# DATASET EXCERPTS start

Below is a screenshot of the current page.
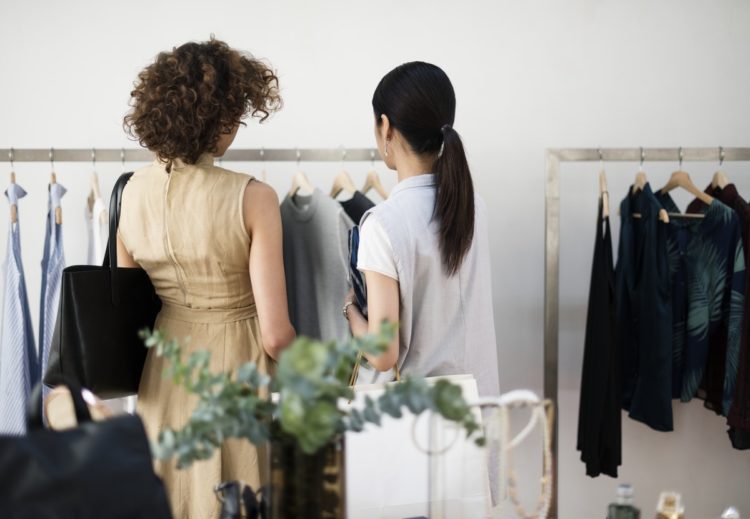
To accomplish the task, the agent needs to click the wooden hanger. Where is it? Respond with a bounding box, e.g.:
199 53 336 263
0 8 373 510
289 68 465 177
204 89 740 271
49 149 62 225
599 170 609 218
660 166 714 219
711 146 730 189
711 171 731 189
660 170 714 205
331 170 357 198
360 173 388 200
10 171 18 223
288 171 315 197
633 170 648 194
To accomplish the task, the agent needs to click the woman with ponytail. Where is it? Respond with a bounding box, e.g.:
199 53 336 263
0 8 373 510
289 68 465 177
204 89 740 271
344 62 499 395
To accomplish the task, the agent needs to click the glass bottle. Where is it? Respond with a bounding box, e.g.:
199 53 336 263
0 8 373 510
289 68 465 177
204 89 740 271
656 492 685 519
607 485 641 519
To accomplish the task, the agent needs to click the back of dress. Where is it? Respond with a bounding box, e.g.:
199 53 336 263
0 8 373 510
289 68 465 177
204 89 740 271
119 155 268 518
119 155 253 309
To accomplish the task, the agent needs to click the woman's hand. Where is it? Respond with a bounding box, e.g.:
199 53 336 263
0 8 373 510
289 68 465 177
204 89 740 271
344 289 369 337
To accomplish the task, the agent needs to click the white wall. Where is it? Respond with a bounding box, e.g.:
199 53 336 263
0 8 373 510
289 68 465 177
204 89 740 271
0 0 750 519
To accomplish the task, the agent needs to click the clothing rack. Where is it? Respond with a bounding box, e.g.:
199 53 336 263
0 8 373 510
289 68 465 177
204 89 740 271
544 147 750 519
0 147 380 163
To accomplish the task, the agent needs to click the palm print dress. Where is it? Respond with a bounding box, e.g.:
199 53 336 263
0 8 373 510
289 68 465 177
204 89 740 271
656 194 745 416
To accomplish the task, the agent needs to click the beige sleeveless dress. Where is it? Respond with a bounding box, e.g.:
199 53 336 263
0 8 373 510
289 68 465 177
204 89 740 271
119 155 269 519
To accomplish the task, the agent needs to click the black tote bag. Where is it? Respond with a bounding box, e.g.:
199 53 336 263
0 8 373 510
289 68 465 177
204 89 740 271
44 173 161 398
0 377 172 519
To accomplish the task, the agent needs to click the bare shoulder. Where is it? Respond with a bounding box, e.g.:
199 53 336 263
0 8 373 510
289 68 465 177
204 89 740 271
244 180 279 209
242 180 280 234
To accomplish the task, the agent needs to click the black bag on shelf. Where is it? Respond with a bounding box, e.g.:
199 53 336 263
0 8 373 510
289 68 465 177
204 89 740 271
0 377 172 519
44 173 161 398
214 481 268 519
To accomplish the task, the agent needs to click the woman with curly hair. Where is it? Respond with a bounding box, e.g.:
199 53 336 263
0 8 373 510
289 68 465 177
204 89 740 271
117 38 295 519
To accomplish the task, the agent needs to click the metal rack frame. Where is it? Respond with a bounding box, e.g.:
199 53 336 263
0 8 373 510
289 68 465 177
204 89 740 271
0 147 380 163
544 147 750 519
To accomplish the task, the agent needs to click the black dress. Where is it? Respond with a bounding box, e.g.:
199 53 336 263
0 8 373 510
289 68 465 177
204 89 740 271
577 201 622 478
615 184 673 431
341 191 375 224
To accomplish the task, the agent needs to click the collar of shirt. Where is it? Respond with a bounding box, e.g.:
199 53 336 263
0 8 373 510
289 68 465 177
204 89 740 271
659 193 734 234
154 153 214 169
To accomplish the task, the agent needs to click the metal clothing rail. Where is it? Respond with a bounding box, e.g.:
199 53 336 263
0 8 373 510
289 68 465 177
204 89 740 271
544 147 750 519
0 147 380 163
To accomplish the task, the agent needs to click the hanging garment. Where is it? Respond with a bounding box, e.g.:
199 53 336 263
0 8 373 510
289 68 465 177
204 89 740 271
658 194 745 416
39 182 67 388
688 184 750 449
0 183 38 435
281 189 354 341
615 183 673 431
85 198 109 265
341 191 375 224
357 174 500 396
113 154 270 518
577 200 622 478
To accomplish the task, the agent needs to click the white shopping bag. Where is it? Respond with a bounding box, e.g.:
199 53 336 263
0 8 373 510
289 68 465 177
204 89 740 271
346 375 489 519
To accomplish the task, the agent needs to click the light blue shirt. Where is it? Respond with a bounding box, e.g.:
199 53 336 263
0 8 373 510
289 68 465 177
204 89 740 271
39 183 67 394
0 184 38 435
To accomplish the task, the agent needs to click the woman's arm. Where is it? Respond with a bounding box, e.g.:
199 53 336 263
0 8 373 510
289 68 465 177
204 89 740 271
117 233 141 269
243 182 296 359
347 270 400 371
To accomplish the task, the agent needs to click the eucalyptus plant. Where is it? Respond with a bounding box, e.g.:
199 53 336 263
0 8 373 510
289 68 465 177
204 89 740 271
141 324 484 468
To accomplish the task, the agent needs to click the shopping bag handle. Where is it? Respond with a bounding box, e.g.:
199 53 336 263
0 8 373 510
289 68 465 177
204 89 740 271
104 171 133 305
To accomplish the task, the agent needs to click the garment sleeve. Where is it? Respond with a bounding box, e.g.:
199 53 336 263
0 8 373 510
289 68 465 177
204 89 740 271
357 215 398 281
722 224 747 416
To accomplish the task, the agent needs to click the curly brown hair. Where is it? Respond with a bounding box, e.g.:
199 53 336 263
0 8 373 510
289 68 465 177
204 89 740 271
123 37 282 164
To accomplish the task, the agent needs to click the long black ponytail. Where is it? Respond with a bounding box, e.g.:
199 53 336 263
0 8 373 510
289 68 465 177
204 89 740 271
372 61 474 275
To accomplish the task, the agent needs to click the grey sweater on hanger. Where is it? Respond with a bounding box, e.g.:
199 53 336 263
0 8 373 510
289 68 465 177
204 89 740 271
281 189 354 341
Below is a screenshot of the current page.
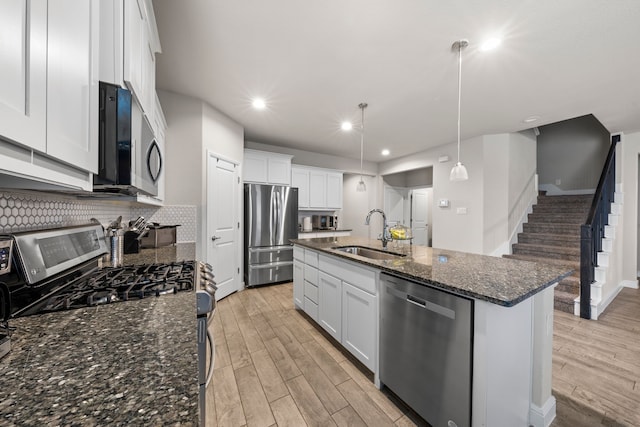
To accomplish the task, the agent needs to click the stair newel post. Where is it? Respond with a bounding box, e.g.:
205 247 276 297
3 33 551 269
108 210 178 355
580 224 594 319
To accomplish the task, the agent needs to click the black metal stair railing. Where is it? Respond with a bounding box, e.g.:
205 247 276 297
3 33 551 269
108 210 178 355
580 135 620 319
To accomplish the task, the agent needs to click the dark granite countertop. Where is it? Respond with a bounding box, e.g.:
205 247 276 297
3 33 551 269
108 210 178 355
291 237 572 307
0 244 198 426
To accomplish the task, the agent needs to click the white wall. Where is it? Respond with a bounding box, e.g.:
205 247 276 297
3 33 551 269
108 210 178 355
482 134 510 254
379 133 536 255
538 115 610 193
158 91 203 205
245 141 378 176
432 137 488 254
616 132 640 281
158 91 244 259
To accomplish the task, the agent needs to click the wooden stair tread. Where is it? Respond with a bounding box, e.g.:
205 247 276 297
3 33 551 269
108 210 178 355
503 254 580 270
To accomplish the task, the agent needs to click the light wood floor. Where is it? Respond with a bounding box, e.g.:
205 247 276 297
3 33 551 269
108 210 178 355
552 288 640 427
207 283 426 427
207 283 640 427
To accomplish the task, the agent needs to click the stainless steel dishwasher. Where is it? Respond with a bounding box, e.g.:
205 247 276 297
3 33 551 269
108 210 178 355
380 273 473 427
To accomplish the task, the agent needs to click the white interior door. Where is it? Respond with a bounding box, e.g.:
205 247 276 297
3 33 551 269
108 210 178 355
411 188 429 246
206 154 240 300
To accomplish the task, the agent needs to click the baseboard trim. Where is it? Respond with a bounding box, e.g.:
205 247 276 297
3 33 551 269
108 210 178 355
529 396 556 427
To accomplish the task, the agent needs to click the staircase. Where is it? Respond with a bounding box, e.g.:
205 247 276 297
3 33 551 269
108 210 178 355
504 194 593 314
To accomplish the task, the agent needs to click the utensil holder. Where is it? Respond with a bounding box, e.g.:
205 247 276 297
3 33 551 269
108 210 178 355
109 229 124 267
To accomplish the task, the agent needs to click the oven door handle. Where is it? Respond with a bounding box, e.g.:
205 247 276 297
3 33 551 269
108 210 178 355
205 329 216 388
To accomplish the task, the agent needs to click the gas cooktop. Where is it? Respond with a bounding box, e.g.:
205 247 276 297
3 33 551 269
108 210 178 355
20 261 197 316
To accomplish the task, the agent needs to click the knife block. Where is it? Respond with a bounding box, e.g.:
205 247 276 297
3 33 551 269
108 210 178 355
123 231 140 254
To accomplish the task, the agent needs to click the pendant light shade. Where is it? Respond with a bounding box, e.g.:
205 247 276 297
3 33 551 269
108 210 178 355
449 162 469 181
356 102 368 192
449 39 469 181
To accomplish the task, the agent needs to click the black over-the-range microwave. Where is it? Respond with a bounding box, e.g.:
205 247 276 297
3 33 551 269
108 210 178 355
93 82 162 196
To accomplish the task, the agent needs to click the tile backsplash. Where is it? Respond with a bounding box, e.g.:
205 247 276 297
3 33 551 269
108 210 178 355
0 191 197 242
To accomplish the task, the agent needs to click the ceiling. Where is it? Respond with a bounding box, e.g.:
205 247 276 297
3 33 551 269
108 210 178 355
153 0 640 162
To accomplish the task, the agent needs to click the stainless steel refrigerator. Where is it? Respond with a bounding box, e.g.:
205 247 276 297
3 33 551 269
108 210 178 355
244 184 298 286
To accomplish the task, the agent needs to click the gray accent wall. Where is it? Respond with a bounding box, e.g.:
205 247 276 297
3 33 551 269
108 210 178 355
537 114 610 194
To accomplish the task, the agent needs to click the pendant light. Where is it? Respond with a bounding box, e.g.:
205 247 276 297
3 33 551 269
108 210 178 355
356 102 368 192
449 39 469 181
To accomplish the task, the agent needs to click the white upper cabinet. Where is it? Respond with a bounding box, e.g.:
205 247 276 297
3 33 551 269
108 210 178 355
291 166 309 209
100 0 160 117
327 172 342 209
0 0 47 152
291 165 342 210
309 170 327 209
47 0 99 173
242 149 293 185
123 0 142 107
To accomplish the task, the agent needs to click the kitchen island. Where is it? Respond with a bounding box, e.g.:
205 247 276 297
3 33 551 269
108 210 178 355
293 237 571 427
0 244 198 426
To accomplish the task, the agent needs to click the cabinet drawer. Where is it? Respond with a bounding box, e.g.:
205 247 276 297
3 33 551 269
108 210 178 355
304 264 318 286
304 249 318 268
318 254 377 295
304 280 318 304
304 297 318 322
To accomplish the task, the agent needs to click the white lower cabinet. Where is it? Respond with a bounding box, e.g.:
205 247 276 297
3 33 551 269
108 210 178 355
318 271 342 342
293 255 304 309
342 282 377 371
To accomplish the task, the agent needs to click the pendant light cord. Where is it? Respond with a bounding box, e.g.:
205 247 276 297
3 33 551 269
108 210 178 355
360 104 366 182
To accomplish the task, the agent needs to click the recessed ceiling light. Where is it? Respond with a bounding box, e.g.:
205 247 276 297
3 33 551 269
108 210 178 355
251 98 267 110
480 37 502 51
340 122 353 130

# DATASET EXCERPTS end

Copy everything from the line with "To accomplish the task, the agent needs to click the collar" down to the line with "154 153 214 169", changing "collar of shirt" to "shirt collar" and leaving the rest as it is.

To accomplish the task, the agent needs to click the shirt collar. Where is it? Respond with a bounding box, e.g.:
199 53 336 263
0 8 373 510
289 68 465 177
204 89 740 271
659 193 734 234
154 153 214 169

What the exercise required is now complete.